## Source extract

▬▬▬▬▬▬▬▬▬▬

As more than 10 days have passed since the magnitude-9.0 earthquake and subsequent tsunami devastated northeastern Japan, the government should quickly review its setup so that it can carry out its relief operations as efficiently and effectively as possible.

The extent of the damage wrought by the March 11 quake dwarfs that of Japan’s last big disaster — the 1995 Great Hanshin Earthquake — and Prime Minister Naoto Kan must act accordingly. The government must also work to ensure that the crisis at Tokyo Electric Power Co.’s Fukushima No. 1 nuclear power plant is overcome as quickly as possible.

To alleviate the burden on Chief Cabinet Secretary Yukio Edano, who has been busy announcing the measures that are being taken to cope with the nuclear crisis, Mr. Kan appointed former Chief Cabinet Secretary Yoshito Sengoku to serve as deputy chief Cabinet secretary.

The Kan administration and the Democratic Party of Japan have also proposed to the opposition camp that the number of Cabinet members be increased by three to better manage the post-disaster relief and recovery effort.

Mr. Kan must make sure that the addition of three more Cabinet members does not complicate the execution of the government’s relief operations. All necessary information related to measures to help the areas and people affected by the disaster and measures to deal with the nuclear crisis should be centralized and assessed by the Cabinet.

Efficient channels of communication should be established between the Cabinet and the nation’s bureaucracy. A clear chain of command must also be set up.

Two channels of communication need to be established: one for measures to help the areas and people hit by the disaster and the other for measures to manage the nuclear crisis in Fukushima. The person responsible for measures for the relief operations and the person responsible for combating the nuclear crisis should be appointed separately.

Mr. Kan should exercise overall control over the two channels of communication and the two chains of command, and decide which problems should be given priority. He should create an environment in which ministry bureaucrats, Self-Defense Forces members, police officers, firefighters, public-health workers, local government workers and others can give full play to their abilities.

The prime minister should also refrain unnecessarily interfering with crisis-management efforts. For example, the March 12 visit that Mr. Kan made to the Fukushima No. 1 nuclear power plant interrupted efforts to manage the crisis. He should avoid making visits that would serve only to increase the burden on those working at evacuation shelters or assisting evacuees in other ways. Instead, he should work to establish channels of communication to ensure that accurate information from the devastated regions can quickly reach relevant government ministries and the Cabinet.

▬▬▬▬▬▬▬▬▬▬

## Supplied information
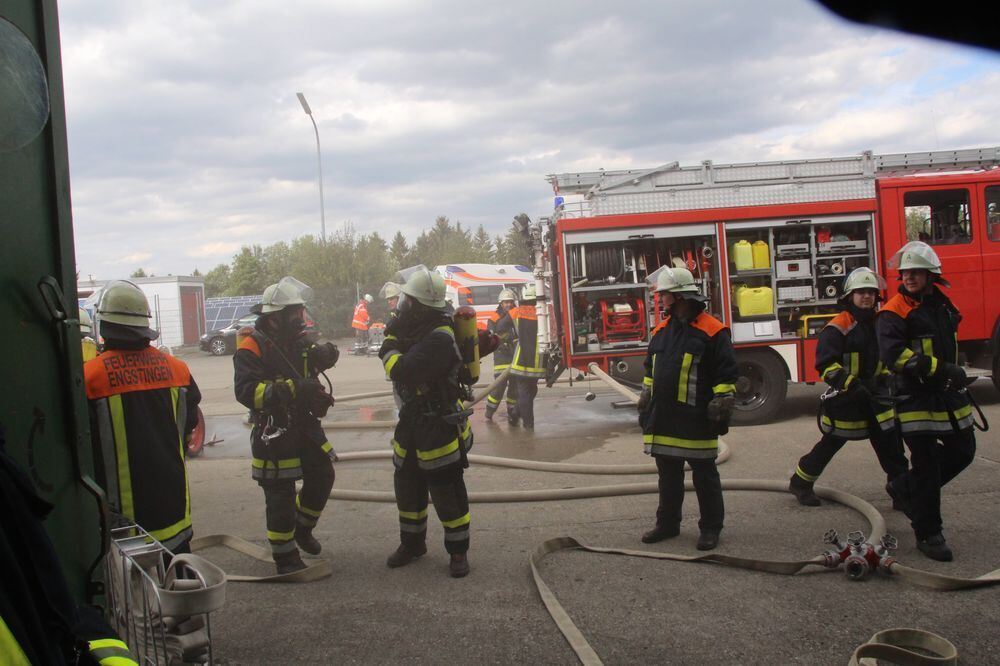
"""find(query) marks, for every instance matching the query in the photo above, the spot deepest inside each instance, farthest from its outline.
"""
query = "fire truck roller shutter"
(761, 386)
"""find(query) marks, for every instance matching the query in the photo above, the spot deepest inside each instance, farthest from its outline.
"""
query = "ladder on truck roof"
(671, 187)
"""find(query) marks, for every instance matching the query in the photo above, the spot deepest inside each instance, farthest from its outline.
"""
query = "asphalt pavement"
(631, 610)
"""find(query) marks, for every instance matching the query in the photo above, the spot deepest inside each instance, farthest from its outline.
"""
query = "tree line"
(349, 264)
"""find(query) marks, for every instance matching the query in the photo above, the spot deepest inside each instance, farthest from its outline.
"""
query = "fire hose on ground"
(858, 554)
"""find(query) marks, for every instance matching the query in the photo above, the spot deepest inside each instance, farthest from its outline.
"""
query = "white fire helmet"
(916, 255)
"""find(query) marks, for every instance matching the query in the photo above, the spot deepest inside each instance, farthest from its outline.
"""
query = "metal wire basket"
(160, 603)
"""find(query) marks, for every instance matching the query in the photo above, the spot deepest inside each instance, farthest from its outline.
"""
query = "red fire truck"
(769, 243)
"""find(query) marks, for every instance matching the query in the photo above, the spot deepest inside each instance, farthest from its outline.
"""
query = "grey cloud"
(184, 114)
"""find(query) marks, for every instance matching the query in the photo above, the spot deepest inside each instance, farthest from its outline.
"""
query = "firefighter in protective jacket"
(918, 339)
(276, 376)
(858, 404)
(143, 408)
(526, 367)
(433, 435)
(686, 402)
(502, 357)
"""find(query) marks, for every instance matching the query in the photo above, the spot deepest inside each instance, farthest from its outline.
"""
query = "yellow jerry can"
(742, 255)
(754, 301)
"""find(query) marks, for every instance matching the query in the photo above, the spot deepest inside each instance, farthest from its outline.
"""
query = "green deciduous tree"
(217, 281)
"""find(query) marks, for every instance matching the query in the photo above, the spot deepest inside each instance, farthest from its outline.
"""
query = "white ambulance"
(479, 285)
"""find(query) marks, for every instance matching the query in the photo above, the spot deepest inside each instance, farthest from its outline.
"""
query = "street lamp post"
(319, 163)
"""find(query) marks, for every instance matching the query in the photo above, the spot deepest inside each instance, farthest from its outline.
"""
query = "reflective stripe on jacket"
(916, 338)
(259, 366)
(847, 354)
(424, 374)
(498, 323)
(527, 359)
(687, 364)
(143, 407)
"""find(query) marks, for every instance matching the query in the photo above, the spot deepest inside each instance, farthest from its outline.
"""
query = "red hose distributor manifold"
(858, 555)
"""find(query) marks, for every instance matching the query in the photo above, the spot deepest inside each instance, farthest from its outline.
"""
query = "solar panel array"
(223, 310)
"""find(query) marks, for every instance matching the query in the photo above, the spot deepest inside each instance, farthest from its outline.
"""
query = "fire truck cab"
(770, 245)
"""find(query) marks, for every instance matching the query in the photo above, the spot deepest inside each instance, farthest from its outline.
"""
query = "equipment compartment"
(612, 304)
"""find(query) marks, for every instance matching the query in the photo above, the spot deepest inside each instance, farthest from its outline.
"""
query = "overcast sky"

▬▬▬▬▬▬▬▬▬▬

## Tasks and exercises
1. Answer these questions from the earthquake editorial:
(a) Whom did Mr. Kan appoint to serve as deputy chief Cabinet secretary?
(b) By how many members was it proposed that the Cabinet be increased?
(c) On what date did Mr. Kan visit the Fukushima No. 1 nuclear power plant?
2. Carry on the earthquake editorial from its last sentence.
The items come from a different source than the earthquake editorial.

## Task-by-task answers
1.
(a) Former Chief Cabinet Secretary Yoshito Sengoku.
(b) Three.
(c) March 12.

2.
People who were rendered homeless by the disaster are being housed in some 2,100 temporary shelters and are desperately in need of aid. Medical professionals and necessities such as food, water, medicine, clothes, blankets, temporary toilets must be sent to these shelters as quickly as possible. To this end, the government should fully utilize the SDF for transport missions, and use SDF bases as collection centers for aid to be sent to evacuation shelters. Accurate information on needs will also be indispensable.

On March 19, Mr. Kan asked Liberal Democratic Party leader Sadakazu Tanigaki to join his Cabinet and serve as deputy prime minister and minister in charge of post-disaster reconstruction. Mr. Tanigaki turned down his request, saying that the request was too sudden. Mr. Tanigaki’s response is understandable because Mr. Kan has not made any efforts to coordinate important policies between the DPJ and the LDP.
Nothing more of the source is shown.